━━━━━ DOCUMENT EXCERPT ━━━━━
- Born: Horatio Henry Lovat Dickson June 30, 1902 Victoria, Australia
- Died: January 2, 1987 (aged 84) Toronto, Ontario, Canada
- Education: University of Alberta
- Occupations: Publisher, writer, biographer
- Spouse: Marguerite Brodie

= Lovat Dickson =

Canadian publisher and writer (1902–1987)

Lovat Dickson, born Horatio Henry Lovat Dickson (June 30, 1902 - January 2, 1987), was a notable publisher and writer, the first Canadian to have a major publishing role in Britain. He is best known today for his biographies of Grey Owl, Richard Hillary, Radclyffe Hall and H. G. Wells. He also wrote a history of the Royal Ontario Museum.

==Biography==
Lovat Dickson was born in Victoria, Australia to parents of United Empire Loyalist descent. His father was a mining engineer. At the age of seven, he moved with his family to Rhodesia (now Zimbabwe), and at eleven he was sent to school in England. At age fifteen, he moved to Canada, where he worked in a mining camp near Jasper, Alberta. A precocious entrepreneur, he founded and edited the Blue Diamond Mine newsletter while in Jasper. He began studies at the University of Alberta (U of A) in 1923, graduating in 1927 with first class honours in English and earning the Lieutenant Governor’s Gold Medal and a Royal Society of Canada Fellowship in English literature. He earned a Master of Arts degree from the U of A in 1929, but by this time he had already returned to England, where he embarked on a successful career as an editor and publisher. He was first assistant editor of the Fortnightly Review, and later the editor of the Review of Reviews. He started his own publishing company in 1932, called Lovat Dickson Limited, later forming a publishing partnership with Piers Gilchrist Thompson. He also founded the short-lived Lovat Dickson’s Magazine (20 issues, November 1933 to June 1935) in which he published short stories by such writers as Walter de la Mare, H. E. Bates, Fritiof Nilsson, V. S. Pritchett, D. H. Lawrence, and Vladimir Nabokov.
━━━━━ EXTRACTED INFORMATION ━━━━━
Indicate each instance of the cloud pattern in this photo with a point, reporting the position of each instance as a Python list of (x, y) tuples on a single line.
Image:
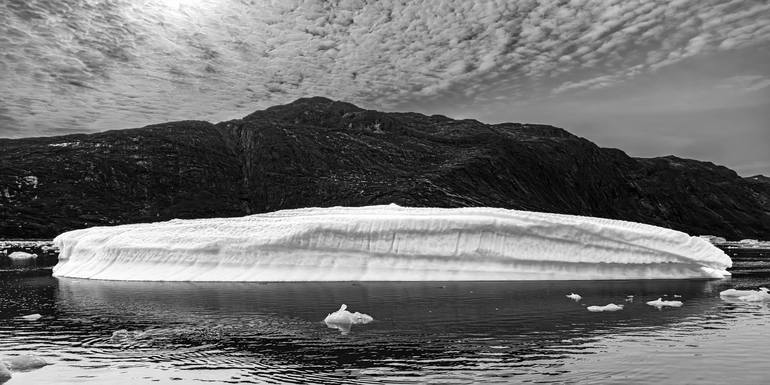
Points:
[(82, 65)]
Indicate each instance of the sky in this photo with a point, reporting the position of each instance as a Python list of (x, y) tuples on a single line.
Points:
[(651, 77)]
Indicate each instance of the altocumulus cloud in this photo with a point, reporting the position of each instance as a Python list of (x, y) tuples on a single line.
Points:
[(81, 65)]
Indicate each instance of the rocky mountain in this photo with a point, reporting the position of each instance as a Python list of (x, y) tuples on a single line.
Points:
[(319, 152)]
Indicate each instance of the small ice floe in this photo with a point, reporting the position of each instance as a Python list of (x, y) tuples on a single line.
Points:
[(342, 319), (660, 303), (5, 374), (31, 317), (574, 297), (608, 307), (21, 256), (761, 295), (23, 363)]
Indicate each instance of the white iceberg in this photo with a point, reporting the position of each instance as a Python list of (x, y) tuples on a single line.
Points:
[(387, 243), (660, 303), (761, 295), (342, 319), (21, 256), (5, 374), (574, 297), (24, 363), (608, 307)]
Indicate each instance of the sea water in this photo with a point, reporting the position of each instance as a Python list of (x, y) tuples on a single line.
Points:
[(449, 332)]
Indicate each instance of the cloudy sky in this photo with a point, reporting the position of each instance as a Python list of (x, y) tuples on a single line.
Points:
[(684, 77)]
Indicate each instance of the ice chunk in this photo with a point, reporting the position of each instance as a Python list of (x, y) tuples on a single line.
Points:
[(387, 243), (5, 374), (31, 317), (761, 295), (574, 297), (608, 307), (660, 303), (343, 319), (24, 363), (21, 256)]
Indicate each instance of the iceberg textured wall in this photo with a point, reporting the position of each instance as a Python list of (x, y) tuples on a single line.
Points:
[(387, 243)]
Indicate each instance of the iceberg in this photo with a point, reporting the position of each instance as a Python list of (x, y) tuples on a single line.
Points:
[(31, 317), (660, 303), (608, 307), (574, 297), (387, 243), (24, 363), (5, 374), (342, 319)]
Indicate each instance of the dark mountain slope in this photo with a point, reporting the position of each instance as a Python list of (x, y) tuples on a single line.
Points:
[(316, 152)]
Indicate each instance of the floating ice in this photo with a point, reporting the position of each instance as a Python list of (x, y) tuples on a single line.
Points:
[(24, 363), (761, 295), (342, 319), (5, 374), (574, 297), (608, 307), (387, 243), (660, 303), (21, 256)]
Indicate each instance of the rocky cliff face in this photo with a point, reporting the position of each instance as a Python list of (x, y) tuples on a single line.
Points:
[(318, 152)]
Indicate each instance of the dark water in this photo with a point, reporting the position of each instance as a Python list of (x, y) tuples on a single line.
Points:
[(466, 332)]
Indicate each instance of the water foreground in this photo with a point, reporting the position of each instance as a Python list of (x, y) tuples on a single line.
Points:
[(451, 332)]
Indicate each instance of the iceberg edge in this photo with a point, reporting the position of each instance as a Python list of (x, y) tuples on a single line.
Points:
[(387, 243)]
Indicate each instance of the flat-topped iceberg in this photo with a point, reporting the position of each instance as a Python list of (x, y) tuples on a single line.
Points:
[(387, 243)]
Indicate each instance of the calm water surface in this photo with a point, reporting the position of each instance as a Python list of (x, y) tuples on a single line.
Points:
[(466, 332)]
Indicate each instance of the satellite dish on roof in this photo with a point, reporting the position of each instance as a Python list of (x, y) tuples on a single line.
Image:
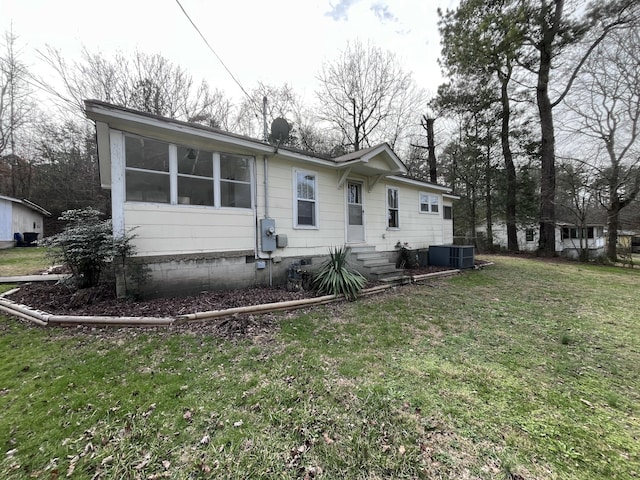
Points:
[(280, 130)]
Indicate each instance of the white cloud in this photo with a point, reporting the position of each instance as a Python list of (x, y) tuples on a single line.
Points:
[(339, 11), (383, 13)]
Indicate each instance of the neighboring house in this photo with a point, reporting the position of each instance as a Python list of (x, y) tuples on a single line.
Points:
[(215, 210), (20, 217), (571, 239)]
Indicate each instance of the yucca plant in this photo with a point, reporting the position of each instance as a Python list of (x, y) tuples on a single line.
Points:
[(335, 278)]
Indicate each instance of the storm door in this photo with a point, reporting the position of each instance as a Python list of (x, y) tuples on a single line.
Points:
[(355, 213)]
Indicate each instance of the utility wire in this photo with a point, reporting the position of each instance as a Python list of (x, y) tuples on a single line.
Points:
[(217, 56)]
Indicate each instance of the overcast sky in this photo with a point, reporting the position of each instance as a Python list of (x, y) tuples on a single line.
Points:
[(274, 42)]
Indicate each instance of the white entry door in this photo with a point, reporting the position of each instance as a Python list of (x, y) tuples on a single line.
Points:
[(355, 213)]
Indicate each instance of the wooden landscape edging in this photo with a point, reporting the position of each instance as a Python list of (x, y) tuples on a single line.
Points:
[(44, 319)]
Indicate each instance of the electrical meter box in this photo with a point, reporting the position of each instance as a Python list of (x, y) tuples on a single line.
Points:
[(268, 234)]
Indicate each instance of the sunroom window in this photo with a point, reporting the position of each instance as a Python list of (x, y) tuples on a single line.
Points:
[(147, 173), (160, 172), (195, 177)]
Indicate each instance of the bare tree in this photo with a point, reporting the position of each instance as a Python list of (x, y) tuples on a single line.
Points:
[(577, 198), (607, 115), (145, 82), (16, 112), (367, 97), (551, 30)]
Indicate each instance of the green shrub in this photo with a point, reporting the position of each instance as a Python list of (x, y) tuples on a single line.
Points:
[(87, 245), (334, 277)]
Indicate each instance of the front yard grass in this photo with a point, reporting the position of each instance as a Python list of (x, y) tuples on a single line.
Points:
[(523, 370)]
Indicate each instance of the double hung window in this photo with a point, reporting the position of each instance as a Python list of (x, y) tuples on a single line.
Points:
[(306, 200)]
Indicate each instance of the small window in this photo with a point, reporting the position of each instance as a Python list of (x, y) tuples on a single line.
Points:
[(429, 203), (393, 220), (306, 202)]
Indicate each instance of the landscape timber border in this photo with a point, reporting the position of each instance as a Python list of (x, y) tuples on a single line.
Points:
[(44, 319)]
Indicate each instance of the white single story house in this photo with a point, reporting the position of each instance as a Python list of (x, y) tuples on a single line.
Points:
[(571, 239), (20, 217), (215, 210)]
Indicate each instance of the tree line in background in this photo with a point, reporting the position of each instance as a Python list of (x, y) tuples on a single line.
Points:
[(537, 121)]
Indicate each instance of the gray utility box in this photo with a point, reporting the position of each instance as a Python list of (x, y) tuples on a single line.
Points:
[(455, 256)]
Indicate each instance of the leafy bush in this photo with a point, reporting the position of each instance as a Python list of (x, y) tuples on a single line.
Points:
[(87, 245), (334, 277)]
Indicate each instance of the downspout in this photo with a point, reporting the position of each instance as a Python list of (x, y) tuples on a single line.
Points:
[(266, 205), (266, 185)]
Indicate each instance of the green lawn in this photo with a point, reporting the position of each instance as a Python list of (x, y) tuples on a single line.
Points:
[(525, 369), (23, 261)]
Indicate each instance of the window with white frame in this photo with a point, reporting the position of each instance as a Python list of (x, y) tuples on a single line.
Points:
[(235, 181), (147, 175), (393, 207), (159, 172), (306, 199), (195, 177), (429, 203)]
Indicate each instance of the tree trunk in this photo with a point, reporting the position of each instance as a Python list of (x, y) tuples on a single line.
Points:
[(489, 202), (613, 214), (433, 174), (512, 232), (547, 243)]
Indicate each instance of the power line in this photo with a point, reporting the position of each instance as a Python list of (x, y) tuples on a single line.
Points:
[(214, 52)]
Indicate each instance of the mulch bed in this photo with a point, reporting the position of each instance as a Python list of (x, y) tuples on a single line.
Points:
[(59, 299)]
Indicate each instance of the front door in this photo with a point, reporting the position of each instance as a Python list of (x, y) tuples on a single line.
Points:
[(355, 213)]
━━━━━
ACTIONS TO TAKE.
1 > What was Lovat Dickson's father's occupation, according to the Lovat Dickson biography?
2 > Drawing on the Lovat Dickson biography, explain why it calls him a precocious entrepreneur.

EXERCISE RESULTS.
1 > He was a mining engineer.

2 > He moved to Canada at fifteen and worked in a mining camp near Jasper, Alberta. While he was there, he founded and edited the Blue Diamond Mine newsletter.